* Work request
Without adding or dropping anything, copy the entries below.

(Collected data)
%%
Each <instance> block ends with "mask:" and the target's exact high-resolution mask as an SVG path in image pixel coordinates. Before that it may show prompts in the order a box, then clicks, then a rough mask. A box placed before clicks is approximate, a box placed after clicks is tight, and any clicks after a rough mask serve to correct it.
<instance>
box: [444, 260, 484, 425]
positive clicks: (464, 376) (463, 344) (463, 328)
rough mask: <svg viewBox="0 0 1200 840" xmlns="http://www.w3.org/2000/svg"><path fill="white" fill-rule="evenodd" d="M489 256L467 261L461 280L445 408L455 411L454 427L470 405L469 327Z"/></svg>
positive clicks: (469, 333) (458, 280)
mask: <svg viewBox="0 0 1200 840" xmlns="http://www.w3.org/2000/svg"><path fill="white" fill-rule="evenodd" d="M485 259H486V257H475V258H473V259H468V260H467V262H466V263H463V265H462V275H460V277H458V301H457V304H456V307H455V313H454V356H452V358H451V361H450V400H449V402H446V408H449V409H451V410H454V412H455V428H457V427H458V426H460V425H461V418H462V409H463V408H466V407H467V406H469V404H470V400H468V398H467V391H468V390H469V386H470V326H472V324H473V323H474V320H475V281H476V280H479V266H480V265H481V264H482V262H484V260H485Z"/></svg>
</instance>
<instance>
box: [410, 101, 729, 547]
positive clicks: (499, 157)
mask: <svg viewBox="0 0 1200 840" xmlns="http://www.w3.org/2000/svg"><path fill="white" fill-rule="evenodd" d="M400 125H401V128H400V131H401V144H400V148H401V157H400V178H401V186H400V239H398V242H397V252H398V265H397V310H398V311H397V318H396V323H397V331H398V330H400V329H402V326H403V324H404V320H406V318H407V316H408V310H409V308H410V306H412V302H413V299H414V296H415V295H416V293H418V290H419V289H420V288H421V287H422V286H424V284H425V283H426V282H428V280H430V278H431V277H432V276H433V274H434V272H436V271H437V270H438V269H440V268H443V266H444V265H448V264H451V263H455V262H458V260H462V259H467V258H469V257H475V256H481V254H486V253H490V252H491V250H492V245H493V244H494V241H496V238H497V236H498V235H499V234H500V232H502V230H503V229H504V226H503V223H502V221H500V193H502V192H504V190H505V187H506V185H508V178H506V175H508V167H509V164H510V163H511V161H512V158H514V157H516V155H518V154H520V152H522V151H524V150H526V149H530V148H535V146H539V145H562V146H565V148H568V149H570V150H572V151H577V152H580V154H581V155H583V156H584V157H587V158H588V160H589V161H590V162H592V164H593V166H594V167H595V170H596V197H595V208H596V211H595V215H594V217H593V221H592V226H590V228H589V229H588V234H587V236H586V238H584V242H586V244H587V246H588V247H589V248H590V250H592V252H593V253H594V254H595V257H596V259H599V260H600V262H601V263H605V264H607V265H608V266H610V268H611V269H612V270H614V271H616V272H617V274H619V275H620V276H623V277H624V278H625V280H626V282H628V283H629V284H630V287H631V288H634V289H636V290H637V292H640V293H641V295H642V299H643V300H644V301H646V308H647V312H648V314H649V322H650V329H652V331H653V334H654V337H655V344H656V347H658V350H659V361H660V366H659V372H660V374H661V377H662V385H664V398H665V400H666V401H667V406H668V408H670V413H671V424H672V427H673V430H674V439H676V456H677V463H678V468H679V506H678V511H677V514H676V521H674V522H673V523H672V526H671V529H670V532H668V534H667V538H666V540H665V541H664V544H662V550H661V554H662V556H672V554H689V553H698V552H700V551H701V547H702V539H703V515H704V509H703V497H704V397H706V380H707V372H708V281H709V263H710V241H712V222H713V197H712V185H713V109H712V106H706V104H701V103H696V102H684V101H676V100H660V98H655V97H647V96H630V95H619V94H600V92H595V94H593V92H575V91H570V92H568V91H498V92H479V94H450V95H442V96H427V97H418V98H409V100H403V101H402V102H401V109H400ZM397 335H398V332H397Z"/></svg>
%%
* Task result
Each <instance> block ends with "mask:" and the target's exact high-resolution mask as an SVG path in image pixel coordinates. Before that it may show prompts in the order a box, then clicks, then a rough mask. A box placed before clicks is approximate, a box placed after clicks is tight, and any clicks after a rough mask serve to correct it.
<instance>
box: [444, 260, 484, 425]
positive clicks: (464, 376) (463, 344) (463, 328)
rough mask: <svg viewBox="0 0 1200 840" xmlns="http://www.w3.org/2000/svg"><path fill="white" fill-rule="evenodd" d="M489 256L467 261L461 280L445 408L455 411L454 427L470 405L469 327Z"/></svg>
positive clicks: (469, 333) (458, 280)
mask: <svg viewBox="0 0 1200 840" xmlns="http://www.w3.org/2000/svg"><path fill="white" fill-rule="evenodd" d="M485 259H486V257H475V258H473V259H468V260H467V262H466V263H463V265H462V275H460V277H458V301H457V304H456V307H455V313H454V356H452V358H451V361H450V400H449V402H446V408H449V409H451V410H454V412H455V428H457V427H458V426H460V425H461V418H462V409H463V408H466V407H467V406H469V404H470V400H468V398H467V391H468V390H469V386H470V326H472V324H473V323H474V320H475V281H476V280H479V266H480V265H481V264H482V262H484V260H485Z"/></svg>
</instance>
<instance>
box: [410, 101, 729, 547]
positive clicks: (499, 157)
mask: <svg viewBox="0 0 1200 840" xmlns="http://www.w3.org/2000/svg"><path fill="white" fill-rule="evenodd" d="M400 125H401V128H400V131H401V144H400V148H401V157H400V178H401V186H400V239H398V242H397V252H398V265H397V310H398V311H397V318H396V323H397V331H398V330H400V329H402V326H403V324H404V320H406V318H407V316H408V310H409V308H410V306H412V302H413V299H414V296H415V295H416V293H418V290H419V289H420V288H421V287H422V286H424V284H425V283H426V282H428V280H430V278H431V277H432V276H433V274H434V272H436V271H437V270H438V269H440V268H443V266H444V265H448V264H451V263H455V262H458V260H462V259H467V258H469V257H475V256H481V254H486V253H490V252H491V250H492V245H493V244H494V241H496V238H497V236H498V235H499V234H500V232H502V230H503V229H504V226H503V223H502V221H500V193H502V192H504V190H505V187H506V185H508V178H506V175H508V167H509V164H510V163H511V161H512V158H514V157H516V155H518V154H520V152H522V151H524V150H526V149H530V148H535V146H539V145H562V146H565V148H568V149H570V150H572V151H577V152H580V154H581V155H583V156H584V157H587V158H588V160H589V161H590V162H592V164H593V166H594V167H595V170H596V197H595V208H596V211H595V215H594V217H593V221H592V226H590V228H589V229H588V234H587V236H586V238H584V242H586V244H587V246H588V247H589V248H590V250H592V252H593V253H594V254H595V257H596V259H599V260H600V262H601V263H605V264H607V265H608V266H610V268H611V269H612V270H614V271H616V272H617V274H619V275H620V276H623V277H624V278H625V280H626V282H628V283H629V284H630V287H631V288H634V289H636V290H637V292H640V293H641V295H642V299H643V300H644V301H646V308H647V312H648V314H649V322H650V329H652V331H653V334H654V337H655V344H656V347H658V350H659V361H660V366H659V372H660V374H661V377H662V385H664V398H665V400H666V401H667V406H668V408H670V413H671V424H672V427H673V430H674V439H676V456H677V463H678V468H679V506H678V511H677V514H676V521H674V522H673V523H672V526H671V529H670V532H668V534H667V538H666V540H665V541H664V544H662V550H661V554H662V556H672V554H689V553H698V552H700V551H701V547H702V539H703V515H704V509H703V497H704V397H706V380H707V372H708V281H709V263H710V241H712V222H713V197H712V185H713V109H712V106H706V104H701V103H696V102H684V101H676V100H660V98H655V97H647V96H630V95H619V94H600V92H595V94H593V92H575V91H570V92H568V91H498V92H479V94H450V95H442V96H427V97H418V98H409V100H403V101H402V102H401V109H400ZM397 335H398V332H397Z"/></svg>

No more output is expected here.